§ Jobs
[1] From the essay on the Arab-Israeli conflict, reproduce the passage that begins at the words "Despite his professions" and stops after the words "musician’s well-known anti-Semitism.".
[2] In the essay on the Arab-Israeli conflict, in what year did Theodor Herzl convert to Zionism?
[3] Write a continuation of the essay on the Arab-Israeli conflict, picking up after its final sentence.

The art of peace in the Arab-Israeli conflict
It is time for Arabs to come out of their trenches and explore the no-man’s-land of the Arab-Israeli conflict.
In The Art of War, Sun Tzu observes that “if you know your enemies and know yourself, you will win a hundred times in a hundred battles.” In the as-yet unwritten Art of Peace, knowing your enemy can have other advantages: it can give you the necessary insights and empathy to reach out the hand of peace and hold it there.
Personally, my recent trip to Israel and Palestine has done more than all my historical and political research to humanise the conflict in my mind.
We Arabs should not just examine the harsh manifestations of Zionism, but dig into its roots and motivations. Along the way, we should debunk some myths and oversimplifications, such as the notion that Zionism is exclusively a form of imperialism; that Israeli, Jewish and Zionist are synonymous; that the creation of Israel was somehow, in hindsight, inevitable; or that there was some sort of collective Jewish conspiracy to fulfil the Zionist dream.
The vague desire for a land to call their own has been part of the Jewish consciousness for centuries, as epitomised by the wish Jews express during the annual Pesach (Passover) holiday to come together “next year in Jerusalem”. But few actually took this seriously until fairly recently.
At times of persecution, some well-connected Jews attempted to transform this sentimental desire into concrete plans.
Political Zionism as we know it is usually traced back to Theodor Herzl (1860-1904), a well-to-do Austro-Hungarian journalist and moderately successful playwright who converted to Zionism in 1895.
Despite his professions of Jewish nationalism, Herzl himself was an incredibly assimilated member of the German-speaking world. As a young man, his greatest hero was Otto von Bismarck, the heavy-handed unifier of Germany; he dreamt of being a German nobleman and was an avid fan of Wagner’s music – later rejected by many Zionists because of the musician’s well-known anti-Semitism.

§ Collected material

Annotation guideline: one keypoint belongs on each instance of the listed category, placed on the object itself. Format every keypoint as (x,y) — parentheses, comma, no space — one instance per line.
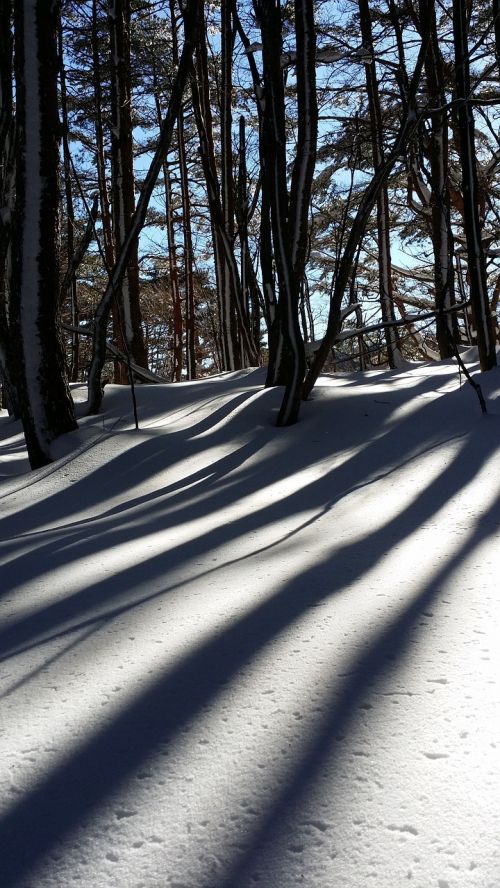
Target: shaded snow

§ Answers for the exercise
[1]
Despite his professions of Jewish nationalism, Herzl himself was an incredibly assimilated member of the German-speaking world. As a young man, his greatest hero was Otto von Bismarck, the heavy-handed unifier of Germany; he dreamt of being a German nobleman and was an avid fan of Wagner’s music – later rejected by many Zionists because of the musician’s well-known anti-Semitism.

[2] 1895

[3]
With the Dreyfus affair in France and the Jewish pogroms in Russia on his mind, Herzl reached the radical conclusion that the only solution to the “Jewish question” was an independent nation for Jews. But the ideas he outlined in his pamphlet, Der Judenstaat, far from sparking a broad “Jewish plot” to dispossess the Palestinians, as many now believe, actually met with widespread derision from both religious and secular Jews as a dangerous and hare-brained endeavour.
Amos Elon, described by Haaretz as “the chief chronicler of the Israeli story”, provides a compelling account of this period in his chronicle of the unparalleled highs and lows of German Jewry, entitled The Pity of it All.
Walter Rathenau, the prominent German-Jewish industrialist and politician who became foreign minister during the highly creative yet volatile Weimar Republic, told Herzl: “The Jews are no longer a nation and will never become one.”
Abraham Geiger, one of the founders of Reform Judaism, declared that: “Jerusalem is a noble memory from the past and the cradle of our religion … Let us not disturb its rest.”
When informed that Zionism would produce a “happy new breed of Jews”, the neo-Kantist Jewish philosopher Hermann Cohen quipped: “Aha! So they want to be happy, do they?”
Others were even less charitable towards Herzl’s project. “If Herzl needs to be taken to a lunatic asylum, I should happily put my carriage at his disposal,” a prominent Jewish publisher remarked.
One of the earliest warnings against the folly of the Zionist enterprise’s blindness to the indigenous population of Palestine came from a prominent Jewish newspaper. The liberal Allgemeine Zeitung des Judentums warned against the danger of assuming that Palestinians had no national conscience and would welcome a large influx of Jews.
So unpopular was Zionism that local chapters of the movement were known as “ten-men clubs”. In 1899, there were only 400 registered Zionists in Germany out of 500,000 German Jews. In 1904, the number had crept up to 6,000. Most German Jews continued to oppose Zionism, even after Adolf Hitler took power in 1933.
Even the much-maligned Balfour Declaration was not quite as straightforward a betrayal as it appears to Arab eyes. Although the breathtaking imperial arrogance of the three short paragraphs of the declaration still resonate today, it only offered “a national home for the Jewish people”, on the proviso that “nothing shall be done which may prejudice the civil and religious rights of existing non-Jewish communities in Palestine, or the rights and political status enjoyed by Jews in any other country”.
This proviso was inserted on the insistence of Edwin Samuel Montagu – the state secretary for India and champion of Indian independence who was only the second Jew ever to enter the Cabinet. He was strongly opposed to the Zionist enterprise and condemned the Balfour Declaration as anti-Semitic.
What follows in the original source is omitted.